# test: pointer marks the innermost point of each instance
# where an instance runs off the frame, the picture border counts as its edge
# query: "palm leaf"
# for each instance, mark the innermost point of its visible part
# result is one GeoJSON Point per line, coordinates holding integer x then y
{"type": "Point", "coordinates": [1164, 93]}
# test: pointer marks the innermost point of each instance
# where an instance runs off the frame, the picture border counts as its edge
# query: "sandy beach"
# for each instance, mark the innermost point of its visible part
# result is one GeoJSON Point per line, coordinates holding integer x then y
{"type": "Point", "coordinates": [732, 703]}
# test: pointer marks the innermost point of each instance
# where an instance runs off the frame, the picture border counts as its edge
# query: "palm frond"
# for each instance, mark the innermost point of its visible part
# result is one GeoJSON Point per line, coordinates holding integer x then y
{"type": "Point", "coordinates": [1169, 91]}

#### Exercise directions
All of the data needs to be printed once more, exactly.

#### Response to this task
# test: pointer marks the innermost point of each instance
# where an instance runs off the frame, the picture border counts as its edge
# query: "palm leaf"
# for each instance, mark the innermost point of its visible part
# result is one GeoJSON Point per line, coordinates holding integer x then y
{"type": "Point", "coordinates": [1164, 93]}
# test: pointer marks the innermost point of each instance
# where an instance runs off the frame, the picture border counts as its edge
# query: "sandy beach"
# for each instance, mark the innermost point of its visible part
# result is one GeoJSON Point per line, coordinates holding integer x then y
{"type": "Point", "coordinates": [732, 703]}
# test: pointer marks the innermost point of each instance
# where an instance runs off the frame, the picture border counts as its edge
# query: "palm frond"
# for each instance, mark the innermost point of its visible part
# result is one GeoJSON Point per line, coordinates holding integer x then y
{"type": "Point", "coordinates": [1169, 91]}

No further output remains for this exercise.